» **TASK TO COMPLETE**
Up to the line containing "the blue lettering", nothing is kept; from that line through the end of the data below, output every line exactly.
[INPUT DATA Boundary: Start]
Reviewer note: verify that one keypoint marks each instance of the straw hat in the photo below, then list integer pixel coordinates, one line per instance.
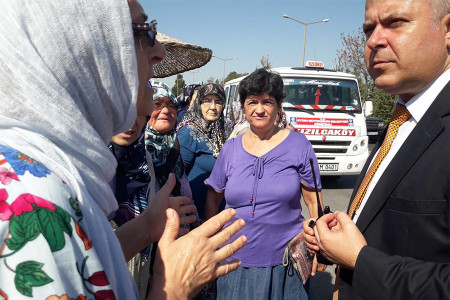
(181, 57)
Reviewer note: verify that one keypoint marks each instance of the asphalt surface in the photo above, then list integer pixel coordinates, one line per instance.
(336, 194)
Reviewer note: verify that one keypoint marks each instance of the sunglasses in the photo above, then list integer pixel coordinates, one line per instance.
(146, 31)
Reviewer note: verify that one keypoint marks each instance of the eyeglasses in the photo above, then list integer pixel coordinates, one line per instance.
(146, 31)
(209, 102)
(158, 106)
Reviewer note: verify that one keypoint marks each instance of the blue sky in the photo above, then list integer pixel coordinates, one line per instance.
(251, 29)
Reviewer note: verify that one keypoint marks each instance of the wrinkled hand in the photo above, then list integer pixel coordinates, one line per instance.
(184, 265)
(310, 239)
(312, 246)
(156, 210)
(340, 243)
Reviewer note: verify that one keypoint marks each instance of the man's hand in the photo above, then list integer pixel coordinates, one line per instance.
(184, 265)
(312, 246)
(342, 243)
(155, 213)
(310, 239)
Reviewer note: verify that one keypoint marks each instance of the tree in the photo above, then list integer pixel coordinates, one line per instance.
(179, 85)
(234, 75)
(383, 104)
(265, 63)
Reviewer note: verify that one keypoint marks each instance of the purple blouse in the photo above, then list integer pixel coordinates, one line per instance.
(265, 192)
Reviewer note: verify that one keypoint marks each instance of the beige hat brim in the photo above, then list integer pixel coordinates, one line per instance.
(181, 57)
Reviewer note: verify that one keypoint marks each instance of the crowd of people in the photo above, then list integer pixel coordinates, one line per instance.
(112, 187)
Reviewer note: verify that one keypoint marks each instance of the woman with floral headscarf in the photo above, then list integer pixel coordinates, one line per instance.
(202, 134)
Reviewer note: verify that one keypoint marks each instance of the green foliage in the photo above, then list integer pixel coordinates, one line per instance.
(179, 85)
(234, 75)
(29, 274)
(27, 227)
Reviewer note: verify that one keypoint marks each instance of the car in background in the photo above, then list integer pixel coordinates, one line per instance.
(375, 127)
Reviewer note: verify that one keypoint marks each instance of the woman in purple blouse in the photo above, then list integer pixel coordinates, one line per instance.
(263, 174)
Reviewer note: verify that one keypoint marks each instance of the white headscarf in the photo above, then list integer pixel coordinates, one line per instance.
(68, 83)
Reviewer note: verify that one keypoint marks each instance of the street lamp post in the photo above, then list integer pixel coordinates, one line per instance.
(224, 60)
(304, 38)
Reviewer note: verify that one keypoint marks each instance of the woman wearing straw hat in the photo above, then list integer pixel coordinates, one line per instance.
(74, 86)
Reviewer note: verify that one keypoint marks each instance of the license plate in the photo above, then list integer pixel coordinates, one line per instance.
(328, 167)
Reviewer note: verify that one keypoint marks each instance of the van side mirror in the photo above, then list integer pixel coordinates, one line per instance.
(368, 108)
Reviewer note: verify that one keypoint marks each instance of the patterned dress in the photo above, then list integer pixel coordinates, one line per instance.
(52, 245)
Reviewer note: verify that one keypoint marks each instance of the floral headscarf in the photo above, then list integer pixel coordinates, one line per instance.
(214, 132)
(185, 98)
(166, 158)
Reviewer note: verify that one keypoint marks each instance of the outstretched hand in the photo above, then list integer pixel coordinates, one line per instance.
(312, 246)
(156, 211)
(184, 265)
(131, 235)
(341, 243)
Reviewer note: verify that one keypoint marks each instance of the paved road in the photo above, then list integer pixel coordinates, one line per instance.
(336, 194)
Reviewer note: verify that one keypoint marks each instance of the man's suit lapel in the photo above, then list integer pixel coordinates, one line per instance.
(425, 132)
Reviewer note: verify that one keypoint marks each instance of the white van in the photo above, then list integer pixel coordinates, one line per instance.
(325, 106)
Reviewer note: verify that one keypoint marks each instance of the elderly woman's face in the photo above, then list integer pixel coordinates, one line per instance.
(261, 111)
(146, 57)
(212, 107)
(164, 115)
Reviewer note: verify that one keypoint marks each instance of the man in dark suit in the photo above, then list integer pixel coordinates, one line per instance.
(395, 242)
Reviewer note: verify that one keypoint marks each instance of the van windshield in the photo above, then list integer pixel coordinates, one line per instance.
(321, 94)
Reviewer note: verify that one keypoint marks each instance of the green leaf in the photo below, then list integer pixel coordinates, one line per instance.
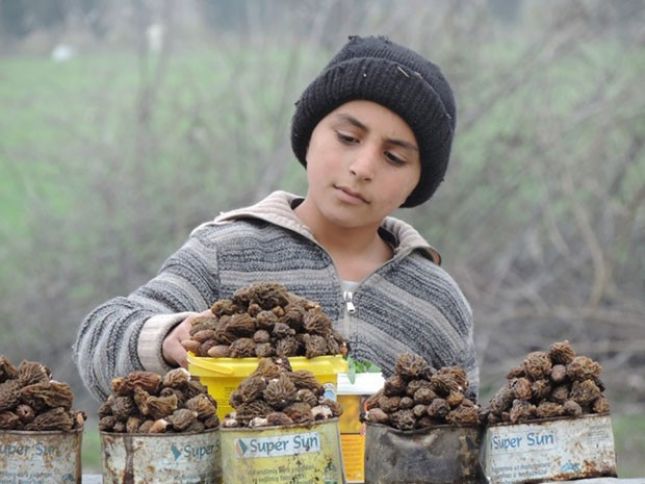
(360, 366)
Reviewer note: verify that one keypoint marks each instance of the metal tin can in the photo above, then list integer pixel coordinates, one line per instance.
(274, 455)
(147, 458)
(441, 454)
(43, 457)
(553, 449)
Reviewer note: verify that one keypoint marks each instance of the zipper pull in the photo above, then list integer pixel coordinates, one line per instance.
(347, 297)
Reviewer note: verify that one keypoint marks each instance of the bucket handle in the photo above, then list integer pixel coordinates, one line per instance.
(222, 370)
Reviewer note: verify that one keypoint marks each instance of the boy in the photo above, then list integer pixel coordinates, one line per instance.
(374, 132)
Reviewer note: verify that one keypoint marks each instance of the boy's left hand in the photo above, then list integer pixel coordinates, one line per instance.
(172, 350)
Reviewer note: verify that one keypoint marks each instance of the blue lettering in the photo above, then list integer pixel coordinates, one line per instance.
(506, 442)
(198, 452)
(535, 439)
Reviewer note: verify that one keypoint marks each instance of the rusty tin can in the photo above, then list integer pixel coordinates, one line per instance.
(440, 454)
(274, 455)
(159, 458)
(551, 449)
(42, 457)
[INPUT DATA Boundary: End]
» **YOUR SOLUTION**
Reviewer note: verify that one keypoint marks each instance of the blue lettering in the photo above, then list integer pixel coordinates, one line per instance.
(506, 442)
(198, 452)
(535, 439)
Reviewer note: verify that one keypoint marks each instance of the rusty tin can in the photo above, then list integer pixel coordinates, one line per instance.
(440, 454)
(274, 455)
(159, 458)
(551, 449)
(42, 457)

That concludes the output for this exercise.